Dataset excerpts on pointing at objects:
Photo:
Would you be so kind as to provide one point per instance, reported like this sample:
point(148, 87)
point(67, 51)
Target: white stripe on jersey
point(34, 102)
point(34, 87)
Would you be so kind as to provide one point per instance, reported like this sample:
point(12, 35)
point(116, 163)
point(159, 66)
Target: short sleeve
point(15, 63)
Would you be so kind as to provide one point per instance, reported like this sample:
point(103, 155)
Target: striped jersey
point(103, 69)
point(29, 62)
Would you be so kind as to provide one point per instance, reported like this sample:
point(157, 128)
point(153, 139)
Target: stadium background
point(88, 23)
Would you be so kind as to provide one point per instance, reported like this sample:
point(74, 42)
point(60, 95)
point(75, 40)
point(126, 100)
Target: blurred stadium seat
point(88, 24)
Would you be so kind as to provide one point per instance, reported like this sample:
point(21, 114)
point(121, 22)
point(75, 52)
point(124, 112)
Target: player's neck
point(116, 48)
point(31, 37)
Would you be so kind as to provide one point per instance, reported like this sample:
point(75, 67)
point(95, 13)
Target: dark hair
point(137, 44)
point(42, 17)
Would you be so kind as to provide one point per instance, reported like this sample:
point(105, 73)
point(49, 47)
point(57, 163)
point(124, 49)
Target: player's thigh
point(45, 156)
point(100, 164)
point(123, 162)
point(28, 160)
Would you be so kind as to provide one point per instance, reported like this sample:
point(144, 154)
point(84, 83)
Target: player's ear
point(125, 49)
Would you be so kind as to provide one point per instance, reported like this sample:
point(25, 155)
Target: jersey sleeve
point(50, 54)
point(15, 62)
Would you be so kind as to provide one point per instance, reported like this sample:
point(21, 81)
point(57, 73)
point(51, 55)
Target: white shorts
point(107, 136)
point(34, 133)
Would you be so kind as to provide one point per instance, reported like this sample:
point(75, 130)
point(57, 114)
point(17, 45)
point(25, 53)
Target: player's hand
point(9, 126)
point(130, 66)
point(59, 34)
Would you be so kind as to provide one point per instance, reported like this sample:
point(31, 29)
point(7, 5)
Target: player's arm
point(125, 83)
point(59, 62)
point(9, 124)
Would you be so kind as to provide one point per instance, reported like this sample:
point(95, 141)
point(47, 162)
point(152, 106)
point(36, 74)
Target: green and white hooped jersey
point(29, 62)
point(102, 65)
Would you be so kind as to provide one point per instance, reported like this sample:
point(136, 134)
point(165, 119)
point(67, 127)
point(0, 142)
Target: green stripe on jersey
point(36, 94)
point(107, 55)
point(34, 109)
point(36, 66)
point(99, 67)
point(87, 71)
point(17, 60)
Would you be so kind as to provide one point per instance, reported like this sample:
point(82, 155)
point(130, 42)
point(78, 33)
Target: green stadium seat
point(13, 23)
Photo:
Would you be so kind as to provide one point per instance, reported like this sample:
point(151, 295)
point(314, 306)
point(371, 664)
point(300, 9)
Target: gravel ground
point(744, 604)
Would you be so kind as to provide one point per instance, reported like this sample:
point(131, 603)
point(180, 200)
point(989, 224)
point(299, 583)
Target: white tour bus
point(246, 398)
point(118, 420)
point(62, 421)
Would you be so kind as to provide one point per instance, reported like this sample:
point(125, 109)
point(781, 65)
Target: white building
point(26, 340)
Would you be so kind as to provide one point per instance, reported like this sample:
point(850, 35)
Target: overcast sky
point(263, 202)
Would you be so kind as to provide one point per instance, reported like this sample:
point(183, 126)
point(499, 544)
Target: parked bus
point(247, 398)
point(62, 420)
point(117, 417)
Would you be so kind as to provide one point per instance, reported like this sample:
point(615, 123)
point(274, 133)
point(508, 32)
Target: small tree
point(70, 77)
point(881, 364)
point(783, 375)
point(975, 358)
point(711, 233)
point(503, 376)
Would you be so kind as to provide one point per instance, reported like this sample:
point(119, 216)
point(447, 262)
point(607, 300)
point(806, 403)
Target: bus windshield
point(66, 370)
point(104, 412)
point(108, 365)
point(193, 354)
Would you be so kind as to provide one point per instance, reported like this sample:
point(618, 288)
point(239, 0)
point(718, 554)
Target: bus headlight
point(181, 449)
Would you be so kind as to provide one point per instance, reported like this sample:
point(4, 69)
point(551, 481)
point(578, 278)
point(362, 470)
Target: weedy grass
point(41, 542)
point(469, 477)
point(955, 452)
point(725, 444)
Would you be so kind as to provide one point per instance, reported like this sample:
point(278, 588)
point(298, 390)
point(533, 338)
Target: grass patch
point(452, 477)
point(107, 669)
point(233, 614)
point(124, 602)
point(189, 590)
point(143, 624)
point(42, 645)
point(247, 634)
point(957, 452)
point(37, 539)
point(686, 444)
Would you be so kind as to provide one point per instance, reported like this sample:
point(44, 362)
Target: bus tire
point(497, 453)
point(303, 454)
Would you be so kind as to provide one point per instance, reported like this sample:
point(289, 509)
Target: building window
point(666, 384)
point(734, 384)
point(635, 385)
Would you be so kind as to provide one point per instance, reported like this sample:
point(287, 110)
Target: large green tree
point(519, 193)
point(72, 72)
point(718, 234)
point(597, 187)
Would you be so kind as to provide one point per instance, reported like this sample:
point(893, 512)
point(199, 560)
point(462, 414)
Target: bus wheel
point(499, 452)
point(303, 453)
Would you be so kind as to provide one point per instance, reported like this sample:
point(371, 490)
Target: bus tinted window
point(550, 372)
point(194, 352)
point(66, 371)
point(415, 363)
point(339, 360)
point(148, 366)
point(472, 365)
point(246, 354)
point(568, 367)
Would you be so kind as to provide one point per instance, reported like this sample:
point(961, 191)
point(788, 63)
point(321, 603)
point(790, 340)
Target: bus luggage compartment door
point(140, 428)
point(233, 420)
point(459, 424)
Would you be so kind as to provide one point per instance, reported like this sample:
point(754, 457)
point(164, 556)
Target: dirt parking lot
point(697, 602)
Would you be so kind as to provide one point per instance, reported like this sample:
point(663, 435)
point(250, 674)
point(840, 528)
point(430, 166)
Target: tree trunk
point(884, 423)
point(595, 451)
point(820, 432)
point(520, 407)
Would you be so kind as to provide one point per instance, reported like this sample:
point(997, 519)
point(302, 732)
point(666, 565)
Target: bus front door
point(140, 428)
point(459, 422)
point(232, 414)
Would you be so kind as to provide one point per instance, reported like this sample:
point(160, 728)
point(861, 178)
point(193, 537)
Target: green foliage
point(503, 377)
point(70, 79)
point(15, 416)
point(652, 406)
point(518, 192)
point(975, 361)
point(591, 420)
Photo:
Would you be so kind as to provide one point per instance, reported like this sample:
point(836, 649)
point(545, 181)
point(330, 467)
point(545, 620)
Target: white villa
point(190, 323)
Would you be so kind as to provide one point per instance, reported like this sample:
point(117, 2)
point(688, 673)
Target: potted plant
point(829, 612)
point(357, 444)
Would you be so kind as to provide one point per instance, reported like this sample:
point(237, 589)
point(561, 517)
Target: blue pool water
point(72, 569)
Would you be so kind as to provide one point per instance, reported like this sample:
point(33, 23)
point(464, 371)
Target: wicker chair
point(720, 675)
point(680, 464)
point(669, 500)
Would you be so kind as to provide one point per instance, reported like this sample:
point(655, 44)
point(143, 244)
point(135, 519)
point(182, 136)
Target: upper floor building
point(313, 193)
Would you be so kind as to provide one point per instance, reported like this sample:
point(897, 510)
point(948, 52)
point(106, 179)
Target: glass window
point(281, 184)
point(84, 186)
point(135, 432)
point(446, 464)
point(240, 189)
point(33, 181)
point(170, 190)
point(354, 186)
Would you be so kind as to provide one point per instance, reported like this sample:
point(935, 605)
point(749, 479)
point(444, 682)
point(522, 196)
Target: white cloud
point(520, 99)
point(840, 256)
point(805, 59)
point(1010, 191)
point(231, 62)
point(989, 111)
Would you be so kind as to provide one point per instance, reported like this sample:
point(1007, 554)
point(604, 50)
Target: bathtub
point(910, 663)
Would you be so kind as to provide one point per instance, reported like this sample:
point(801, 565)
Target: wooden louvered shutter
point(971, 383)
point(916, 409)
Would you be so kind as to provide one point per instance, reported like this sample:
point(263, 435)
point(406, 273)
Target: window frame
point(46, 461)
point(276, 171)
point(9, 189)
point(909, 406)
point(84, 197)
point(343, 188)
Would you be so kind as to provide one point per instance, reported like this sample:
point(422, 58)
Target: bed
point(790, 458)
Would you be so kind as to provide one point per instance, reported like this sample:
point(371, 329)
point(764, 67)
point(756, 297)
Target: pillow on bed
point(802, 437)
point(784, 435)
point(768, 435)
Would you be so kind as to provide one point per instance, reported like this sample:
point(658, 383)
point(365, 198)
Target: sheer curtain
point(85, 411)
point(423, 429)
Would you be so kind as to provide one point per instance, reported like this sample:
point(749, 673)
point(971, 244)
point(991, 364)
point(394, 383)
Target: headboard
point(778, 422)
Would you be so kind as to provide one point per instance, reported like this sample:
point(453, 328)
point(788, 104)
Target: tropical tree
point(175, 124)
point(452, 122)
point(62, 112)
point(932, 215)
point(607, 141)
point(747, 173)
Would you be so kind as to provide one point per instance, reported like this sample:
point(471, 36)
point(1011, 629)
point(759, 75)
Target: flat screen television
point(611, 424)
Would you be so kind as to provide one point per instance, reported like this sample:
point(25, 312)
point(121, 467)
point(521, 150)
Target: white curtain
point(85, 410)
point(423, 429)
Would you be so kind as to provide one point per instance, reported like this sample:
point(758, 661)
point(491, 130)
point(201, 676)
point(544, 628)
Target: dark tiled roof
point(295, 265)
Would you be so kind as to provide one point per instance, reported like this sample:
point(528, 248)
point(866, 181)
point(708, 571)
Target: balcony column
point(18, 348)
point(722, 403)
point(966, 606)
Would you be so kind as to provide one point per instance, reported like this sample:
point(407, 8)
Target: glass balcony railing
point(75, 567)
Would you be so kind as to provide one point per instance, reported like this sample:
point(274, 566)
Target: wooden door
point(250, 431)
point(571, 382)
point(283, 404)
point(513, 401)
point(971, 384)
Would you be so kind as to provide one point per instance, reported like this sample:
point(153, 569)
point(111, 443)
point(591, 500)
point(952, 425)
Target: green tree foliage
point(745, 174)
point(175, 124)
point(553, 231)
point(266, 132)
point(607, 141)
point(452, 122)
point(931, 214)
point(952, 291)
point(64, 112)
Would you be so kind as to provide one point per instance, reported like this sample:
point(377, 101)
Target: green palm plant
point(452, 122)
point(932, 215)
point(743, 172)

- _Work to complete_: Locate every line in the rows above that contains the word "building", and copy each of those lines.

- _Exercise output_:
Target: white building
Target: building window
Target: upper floor building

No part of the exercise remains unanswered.